■ AIM OF THE TASK ■
Could you recast the entries below as a two-column CSV with the headers "prompt" and "points"? Give one row per entry, with its text and its answer each in a single quoted field, line breaks replaced by spaces and the pictures left out.

■ Excerpts from point annotation data ■

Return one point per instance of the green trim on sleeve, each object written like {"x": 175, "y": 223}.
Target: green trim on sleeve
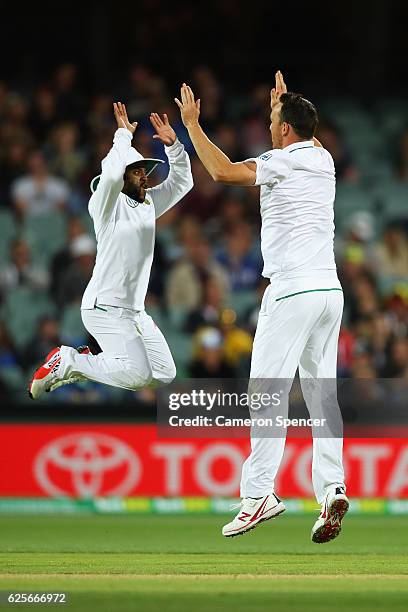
{"x": 284, "y": 297}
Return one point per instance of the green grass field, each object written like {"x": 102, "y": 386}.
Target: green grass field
{"x": 181, "y": 563}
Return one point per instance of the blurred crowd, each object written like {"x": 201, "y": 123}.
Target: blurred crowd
{"x": 206, "y": 281}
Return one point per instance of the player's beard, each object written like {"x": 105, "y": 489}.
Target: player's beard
{"x": 136, "y": 192}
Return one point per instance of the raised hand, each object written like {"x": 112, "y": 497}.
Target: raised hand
{"x": 279, "y": 89}
{"x": 189, "y": 108}
{"x": 164, "y": 131}
{"x": 121, "y": 117}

■ IN RESPONSE ■
prompt,points
"Return one point per instance of the green trim on sleeve, each object written like {""x"": 175, ""y"": 223}. Target: green trim on sleeve","{""x"": 284, ""y"": 297}"
"Return one point per instance of the green grass field, each object written like {""x"": 102, ""y"": 386}. Target: green grass field","{""x"": 181, ""y"": 563}"
"Return one point per instance of the blurred crowd, each object written like {""x"": 201, ""y"": 123}. Target: blurred crowd","{""x"": 206, ""y"": 281}"
"Return one point per instance of the player's beard, each object written like {""x"": 105, ""y"": 489}. Target: player's beard","{""x"": 136, ""y"": 192}"
"Return one point per instance of the raised hand, each object written like {""x"": 112, ""y"": 497}. Target: raised hand","{""x"": 279, ""y"": 89} {""x"": 189, ""y"": 108} {""x"": 164, ""y"": 131} {""x"": 121, ""y"": 117}"